Stated task 1:
Copy word for word the rows between the line containing "Objective — for every instance of the patch" and the line containing "Target: patch of weeds", both included.
________________
RangeNet-TensorRT

🎉 This project has been a pleasure, allowing me to repay technical debt, learn how to locate bugs during model deployment, gain experience with GitHub Actions, and explore CUDA programming. I greatly appreciate the valuable feedback from others that has contributed to improving the project. I hope that this project will be of use to you.

English | 简体中文

1. Purpose

Use more newer dependencies and APIs. Specifically, we deploy the RangeNet repository in an environment with TensorRT 8+, Ubuntu 20.04+, remove Boost dependency, manage TensorRT objects and GPU memory with smart pointers, and provide ROS demo.
Faster Performance. Resolve the issue of reduced segmentation accuracy when using FP16 (issue#9), achieving a significant speed boost without sacrificing accuracy. Preprocess data using CUDA. Perform KNN post-processing with libtorch ( refer to here).

2. Installation

2.1 Docker installation

We provide a Docker installation, please see more in docker/README.md

2.2 Source installation

Step 1: Download and Extract libtorch

Note

Using the Torch library from Conda was observed to slow down the post-processing stage from 6 ms to 30 ms.
________________
Stated task 2:
Continue the RangeNet-TensorRT project page from the point where it stops.
________________
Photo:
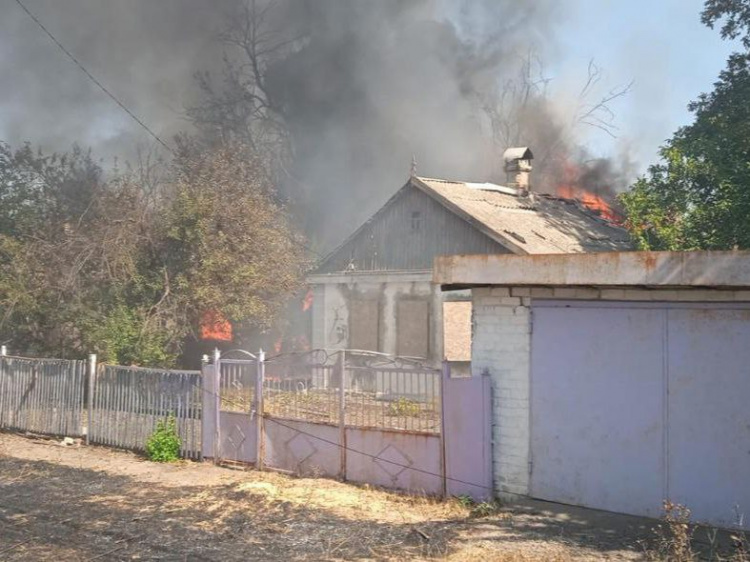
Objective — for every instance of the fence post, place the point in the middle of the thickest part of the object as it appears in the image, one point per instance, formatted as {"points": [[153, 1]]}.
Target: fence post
{"points": [[260, 443], [445, 375], [3, 399], [217, 405], [90, 401], [342, 412]]}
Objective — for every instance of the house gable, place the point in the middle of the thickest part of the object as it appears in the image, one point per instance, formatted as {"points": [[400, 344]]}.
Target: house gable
{"points": [[406, 235]]}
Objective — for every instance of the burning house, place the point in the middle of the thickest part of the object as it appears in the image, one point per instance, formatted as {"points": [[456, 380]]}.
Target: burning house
{"points": [[375, 292]]}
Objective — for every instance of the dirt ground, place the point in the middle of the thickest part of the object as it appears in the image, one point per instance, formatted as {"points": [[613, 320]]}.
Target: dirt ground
{"points": [[93, 503]]}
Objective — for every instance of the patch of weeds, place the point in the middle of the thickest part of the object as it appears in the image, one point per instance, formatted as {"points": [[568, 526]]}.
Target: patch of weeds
{"points": [[164, 443], [403, 407], [674, 535], [478, 509]]}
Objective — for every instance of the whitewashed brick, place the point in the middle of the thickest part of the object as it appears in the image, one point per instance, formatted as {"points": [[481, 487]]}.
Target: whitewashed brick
{"points": [[502, 345]]}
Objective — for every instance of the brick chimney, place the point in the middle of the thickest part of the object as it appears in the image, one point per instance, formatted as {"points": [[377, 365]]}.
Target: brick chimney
{"points": [[518, 168]]}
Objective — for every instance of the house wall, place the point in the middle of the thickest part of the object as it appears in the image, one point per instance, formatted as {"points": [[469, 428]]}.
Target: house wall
{"points": [[331, 308], [501, 347], [406, 235]]}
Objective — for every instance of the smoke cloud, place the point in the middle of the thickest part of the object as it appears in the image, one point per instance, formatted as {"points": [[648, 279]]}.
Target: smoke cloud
{"points": [[364, 87]]}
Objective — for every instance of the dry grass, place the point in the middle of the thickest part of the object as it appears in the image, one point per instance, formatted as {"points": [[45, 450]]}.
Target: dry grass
{"points": [[76, 503], [675, 541]]}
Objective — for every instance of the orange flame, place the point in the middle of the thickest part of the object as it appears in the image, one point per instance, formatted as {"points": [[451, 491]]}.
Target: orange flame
{"points": [[568, 190], [215, 327]]}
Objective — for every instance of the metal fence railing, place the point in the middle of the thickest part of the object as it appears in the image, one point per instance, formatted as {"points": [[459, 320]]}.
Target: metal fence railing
{"points": [[237, 379], [42, 395], [368, 390], [127, 403]]}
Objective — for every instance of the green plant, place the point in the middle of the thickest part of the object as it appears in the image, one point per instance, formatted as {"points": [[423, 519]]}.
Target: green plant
{"points": [[404, 407], [164, 443]]}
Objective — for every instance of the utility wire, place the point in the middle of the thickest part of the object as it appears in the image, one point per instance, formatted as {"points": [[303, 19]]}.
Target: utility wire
{"points": [[121, 104], [92, 78]]}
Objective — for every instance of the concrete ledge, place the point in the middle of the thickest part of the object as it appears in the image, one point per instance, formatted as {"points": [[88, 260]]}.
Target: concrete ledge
{"points": [[611, 269]]}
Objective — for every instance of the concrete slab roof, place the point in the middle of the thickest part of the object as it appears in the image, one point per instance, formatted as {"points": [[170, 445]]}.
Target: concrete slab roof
{"points": [[610, 269]]}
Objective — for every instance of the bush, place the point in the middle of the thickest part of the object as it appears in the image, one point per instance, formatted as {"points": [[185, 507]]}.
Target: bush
{"points": [[164, 443]]}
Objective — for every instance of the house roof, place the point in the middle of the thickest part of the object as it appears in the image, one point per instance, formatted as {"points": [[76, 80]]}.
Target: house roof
{"points": [[701, 269], [544, 225]]}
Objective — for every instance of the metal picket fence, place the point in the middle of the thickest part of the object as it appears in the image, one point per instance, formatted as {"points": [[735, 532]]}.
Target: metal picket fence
{"points": [[42, 395], [127, 403]]}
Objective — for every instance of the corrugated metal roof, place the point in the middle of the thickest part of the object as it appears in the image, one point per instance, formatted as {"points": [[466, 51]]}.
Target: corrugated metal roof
{"points": [[544, 225]]}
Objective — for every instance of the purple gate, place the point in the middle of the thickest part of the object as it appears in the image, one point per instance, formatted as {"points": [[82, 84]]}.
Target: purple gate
{"points": [[362, 417]]}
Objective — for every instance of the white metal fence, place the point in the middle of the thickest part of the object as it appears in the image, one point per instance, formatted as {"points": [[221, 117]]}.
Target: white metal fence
{"points": [[42, 395], [368, 390], [127, 403]]}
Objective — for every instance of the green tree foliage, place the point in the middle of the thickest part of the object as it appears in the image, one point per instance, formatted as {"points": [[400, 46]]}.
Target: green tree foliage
{"points": [[698, 195], [120, 268], [164, 443]]}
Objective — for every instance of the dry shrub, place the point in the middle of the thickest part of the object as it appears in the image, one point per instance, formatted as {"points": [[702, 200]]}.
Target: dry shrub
{"points": [[674, 539], [674, 536]]}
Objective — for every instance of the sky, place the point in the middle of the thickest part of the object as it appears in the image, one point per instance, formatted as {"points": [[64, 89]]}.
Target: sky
{"points": [[659, 45]]}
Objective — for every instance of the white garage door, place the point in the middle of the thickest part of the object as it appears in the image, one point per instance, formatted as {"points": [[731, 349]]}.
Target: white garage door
{"points": [[636, 403]]}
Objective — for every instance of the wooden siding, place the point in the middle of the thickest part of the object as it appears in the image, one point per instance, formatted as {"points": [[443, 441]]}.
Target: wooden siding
{"points": [[406, 235]]}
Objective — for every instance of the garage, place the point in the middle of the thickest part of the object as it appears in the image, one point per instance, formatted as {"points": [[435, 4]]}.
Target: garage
{"points": [[619, 380], [633, 403]]}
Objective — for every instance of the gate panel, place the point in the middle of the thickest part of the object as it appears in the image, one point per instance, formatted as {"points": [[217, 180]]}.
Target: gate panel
{"points": [[467, 430], [395, 455], [597, 402], [303, 448], [709, 416], [42, 395], [238, 433]]}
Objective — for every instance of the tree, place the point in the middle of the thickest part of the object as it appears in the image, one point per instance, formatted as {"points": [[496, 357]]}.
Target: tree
{"points": [[698, 196], [126, 268]]}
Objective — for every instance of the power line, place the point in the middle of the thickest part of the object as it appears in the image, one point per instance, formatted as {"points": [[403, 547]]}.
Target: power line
{"points": [[92, 78], [121, 104]]}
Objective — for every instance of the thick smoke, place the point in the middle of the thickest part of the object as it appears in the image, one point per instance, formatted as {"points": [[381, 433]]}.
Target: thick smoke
{"points": [[146, 52], [364, 87]]}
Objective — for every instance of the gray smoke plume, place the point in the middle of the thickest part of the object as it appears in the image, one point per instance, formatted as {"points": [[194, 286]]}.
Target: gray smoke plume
{"points": [[361, 86], [145, 52]]}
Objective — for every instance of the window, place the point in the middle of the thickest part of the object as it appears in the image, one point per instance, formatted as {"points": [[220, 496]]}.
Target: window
{"points": [[364, 325], [416, 221], [413, 328], [457, 330]]}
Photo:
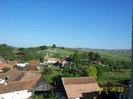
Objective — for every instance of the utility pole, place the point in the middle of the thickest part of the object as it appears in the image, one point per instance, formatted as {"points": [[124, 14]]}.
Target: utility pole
{"points": [[131, 89]]}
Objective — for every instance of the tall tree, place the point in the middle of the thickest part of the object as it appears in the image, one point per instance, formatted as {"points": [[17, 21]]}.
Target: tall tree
{"points": [[54, 46], [76, 58], [92, 71]]}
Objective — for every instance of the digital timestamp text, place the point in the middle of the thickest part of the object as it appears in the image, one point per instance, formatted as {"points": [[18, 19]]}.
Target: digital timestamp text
{"points": [[111, 89]]}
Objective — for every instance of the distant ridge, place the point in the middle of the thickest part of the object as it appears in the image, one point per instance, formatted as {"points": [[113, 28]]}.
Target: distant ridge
{"points": [[120, 52]]}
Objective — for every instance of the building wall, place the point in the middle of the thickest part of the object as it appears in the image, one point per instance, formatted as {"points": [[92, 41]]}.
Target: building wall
{"points": [[24, 94], [123, 97], [51, 61], [41, 85], [21, 64], [60, 96]]}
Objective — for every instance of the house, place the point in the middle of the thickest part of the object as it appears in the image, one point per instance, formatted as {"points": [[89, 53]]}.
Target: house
{"points": [[77, 88], [115, 91], [95, 63], [2, 60], [52, 60], [15, 52], [63, 61], [33, 64], [125, 94], [20, 62], [22, 84]]}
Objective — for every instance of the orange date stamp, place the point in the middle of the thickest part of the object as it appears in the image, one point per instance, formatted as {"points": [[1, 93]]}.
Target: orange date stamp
{"points": [[111, 89]]}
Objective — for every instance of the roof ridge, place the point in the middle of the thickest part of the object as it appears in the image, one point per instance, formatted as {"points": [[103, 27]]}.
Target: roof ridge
{"points": [[79, 77]]}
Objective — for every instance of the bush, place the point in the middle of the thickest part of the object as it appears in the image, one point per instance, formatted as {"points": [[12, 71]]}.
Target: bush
{"points": [[6, 69], [47, 70]]}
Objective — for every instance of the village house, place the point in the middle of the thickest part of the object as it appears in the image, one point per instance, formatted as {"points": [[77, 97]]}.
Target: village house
{"points": [[20, 63], [15, 52], [95, 63], [77, 88], [3, 64], [121, 91], [22, 84], [33, 64], [52, 60], [63, 61], [125, 94], [2, 60]]}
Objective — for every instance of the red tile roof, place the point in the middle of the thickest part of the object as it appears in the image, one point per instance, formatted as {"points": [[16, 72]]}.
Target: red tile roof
{"points": [[29, 79], [33, 63], [53, 59], [15, 86], [74, 87], [12, 74]]}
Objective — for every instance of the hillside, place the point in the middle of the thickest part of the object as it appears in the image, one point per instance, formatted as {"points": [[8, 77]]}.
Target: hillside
{"points": [[120, 52]]}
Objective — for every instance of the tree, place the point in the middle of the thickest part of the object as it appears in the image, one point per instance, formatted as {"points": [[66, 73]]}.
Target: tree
{"points": [[66, 68], [97, 57], [91, 56], [76, 58], [6, 69], [54, 46], [92, 71], [43, 47], [47, 71]]}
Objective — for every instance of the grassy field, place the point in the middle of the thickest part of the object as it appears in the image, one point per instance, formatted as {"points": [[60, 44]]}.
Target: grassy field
{"points": [[115, 77], [52, 77]]}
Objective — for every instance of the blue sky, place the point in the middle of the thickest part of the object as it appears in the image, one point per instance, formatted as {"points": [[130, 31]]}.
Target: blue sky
{"points": [[103, 24]]}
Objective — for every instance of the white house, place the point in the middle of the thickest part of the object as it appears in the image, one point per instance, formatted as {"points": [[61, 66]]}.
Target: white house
{"points": [[22, 84], [77, 88], [52, 60], [125, 94]]}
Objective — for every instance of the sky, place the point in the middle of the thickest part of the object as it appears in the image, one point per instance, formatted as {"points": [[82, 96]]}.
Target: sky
{"points": [[102, 24]]}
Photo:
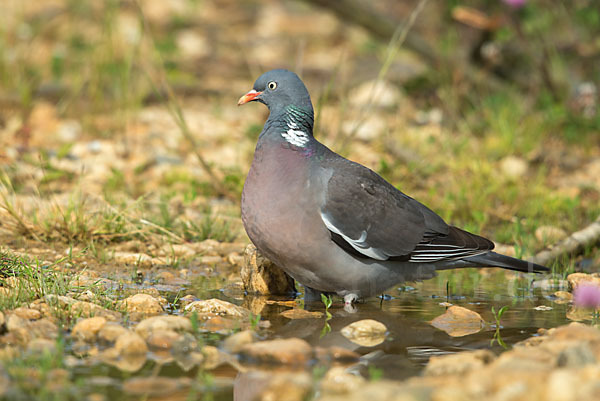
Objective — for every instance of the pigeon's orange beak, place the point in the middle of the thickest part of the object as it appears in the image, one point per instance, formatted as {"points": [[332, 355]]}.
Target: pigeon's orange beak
{"points": [[248, 97]]}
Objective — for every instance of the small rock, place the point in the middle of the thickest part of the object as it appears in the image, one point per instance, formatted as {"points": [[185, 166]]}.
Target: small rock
{"points": [[459, 363], [513, 166], [378, 93], [131, 343], [218, 307], [261, 276], [576, 279], [291, 351], [563, 296], [576, 356], [41, 345], [87, 329], [301, 314], [141, 305], [237, 341], [459, 321], [336, 354], [110, 331], [367, 332], [27, 313], [549, 234], [154, 386], [338, 381], [167, 322], [163, 339]]}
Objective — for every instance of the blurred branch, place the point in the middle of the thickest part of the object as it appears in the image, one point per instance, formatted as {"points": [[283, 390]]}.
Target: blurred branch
{"points": [[380, 26], [572, 245], [160, 84]]}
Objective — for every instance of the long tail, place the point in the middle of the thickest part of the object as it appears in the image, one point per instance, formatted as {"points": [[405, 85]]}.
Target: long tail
{"points": [[493, 259]]}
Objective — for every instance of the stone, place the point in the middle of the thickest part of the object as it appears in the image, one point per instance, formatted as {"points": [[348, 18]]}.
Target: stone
{"points": [[549, 234], [513, 166], [130, 343], [260, 385], [459, 363], [563, 296], [378, 93], [301, 314], [163, 339], [237, 341], [27, 313], [155, 386], [41, 345], [165, 322], [141, 305], [336, 354], [576, 279], [218, 307], [367, 332], [261, 276], [337, 380], [290, 351], [87, 329], [459, 321], [110, 331]]}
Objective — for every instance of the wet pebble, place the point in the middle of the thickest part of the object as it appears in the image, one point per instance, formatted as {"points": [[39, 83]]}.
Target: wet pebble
{"points": [[576, 279], [218, 307], [155, 386], [237, 341], [337, 380], [87, 329], [301, 314], [367, 332], [165, 322], [163, 339], [261, 276], [290, 351], [140, 305], [459, 363], [459, 321]]}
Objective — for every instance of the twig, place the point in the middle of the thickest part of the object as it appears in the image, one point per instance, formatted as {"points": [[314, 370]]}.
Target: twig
{"points": [[360, 13], [177, 113], [573, 244], [399, 36]]}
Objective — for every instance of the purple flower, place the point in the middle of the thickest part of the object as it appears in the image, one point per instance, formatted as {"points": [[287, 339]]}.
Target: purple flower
{"points": [[586, 296], [515, 3]]}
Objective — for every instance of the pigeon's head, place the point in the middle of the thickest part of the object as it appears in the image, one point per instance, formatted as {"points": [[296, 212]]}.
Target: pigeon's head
{"points": [[279, 89]]}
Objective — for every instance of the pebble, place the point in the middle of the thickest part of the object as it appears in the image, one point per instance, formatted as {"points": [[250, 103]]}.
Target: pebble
{"points": [[459, 321], [576, 279], [459, 363], [140, 305], [261, 276], [513, 166], [87, 329], [155, 386], [165, 322], [163, 339], [301, 314], [290, 351], [367, 332], [237, 341], [218, 307], [549, 234]]}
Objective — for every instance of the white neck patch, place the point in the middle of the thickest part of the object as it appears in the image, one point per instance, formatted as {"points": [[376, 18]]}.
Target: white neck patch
{"points": [[295, 136]]}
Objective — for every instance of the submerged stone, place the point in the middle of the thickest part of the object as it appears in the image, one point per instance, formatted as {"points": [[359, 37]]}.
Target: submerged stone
{"points": [[261, 276], [459, 321], [367, 332]]}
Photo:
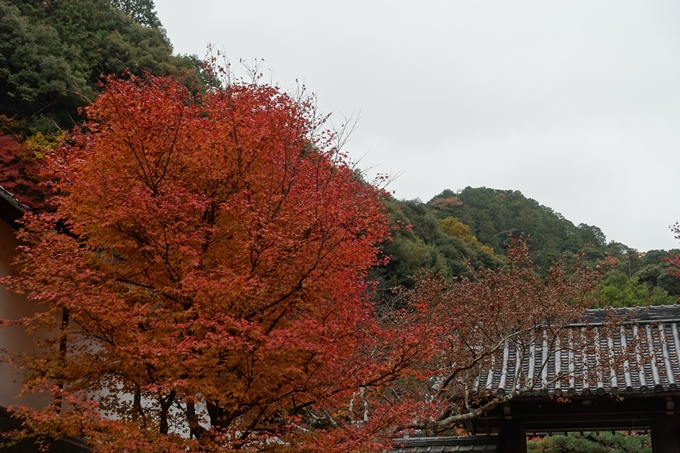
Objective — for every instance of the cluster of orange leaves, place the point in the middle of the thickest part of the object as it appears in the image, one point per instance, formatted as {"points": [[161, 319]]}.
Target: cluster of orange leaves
{"points": [[211, 253]]}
________________
Result 1:
Objective — for every instance of the patch of weeds, place the point in the middle of the thickest part of the object as it appears in the image, one point per instance, formatted as {"points": [[568, 526]]}.
Target: patch of weeds

Result 2:
$ wget -c https://download.pytorch.org/libtorch/cu113/libtorch-cxx11-abi-shared-with-deps-1.10.2%2Bcu113.zip -O libtorch.zip
$ unzip libtorch.zip

Step 2: Set up the deep learning environment (install NVIDIA driver, CUDA, TensorRT, cuDNN). The tested configurations are listed below. At least 3000 MB of GPU memory is required.

Ubuntu	GPU	TensorRT	CUDA	cuDNN	—
20.04	TITAN RTX	8.2.3	CUDA 11.4.r11.4	cuDNN 8.2.4	✔️
20.04	NVIDIA GeForce RTX 3060	8.4.1.5	CUDA 11.3.r11.3	cuDNN 8.0.5	✔️
20.04	NVIDIA GeForce RTX 3060 NVIDIA GeForce RTX 4070	10.6.0.26	CUDA 11.1.105	cuDNN 8.0.5.39	✔️
20.04	NVIDIA GeForce RTX 3060 NVIDIA GeForce RTX 4070	10.6.0.26	CUDA 12.4.r12.4	cuDNN 9.1.0.70-1	✔️
22.04	NVIDIA GeForce RTX 3060	8.2.5.1	CUDA 11.3.r11.3	cuDNN 8.8.0	✔️
22.04	NVIDIA GeForce RTX 3060	8.4.1.5	CUDA 11.3.r11.3	cuDNN 8.8.0	✔️
22.04	NVIDIA GeForce RTX 3060	8.4.3.1	CUDA 11.3.r11.3	cuDNN 8.8.0	✔️
22.04	NVIDIA GeForce RTX 3060	8.6.1.6	CUDA 11.3.r11.3	cuDNN 8.8.0	✔️
22.04	NVIDIA GeForce RTX 3060	10.6.0.26	CUDA 11.3.r11.3	cuDNN 8.8.0	✔️

Note

You must choose the appropriate version of CUDA based on your Compute Capability. For example, if your want to use Compute Capability 89, you must choose CUDA 11.8+.

You can see Compute Capability in https://developer.nvidia.com/cuda-gpus#compute.

GPU Hardware Architecture	Compute Capability	Relevant GPUs	Minimum CUDA Version
Ampere Architecture	86	RTX 3060，RTX3070，RTX 3080，RTX 3090	CUDA 11.1
Ada Lovelace Architecture	89	RTX 4090, RTX 4080	CUDA 11.8

Note

You must choose the appropriate version of CUDA based on your nvidia-driver.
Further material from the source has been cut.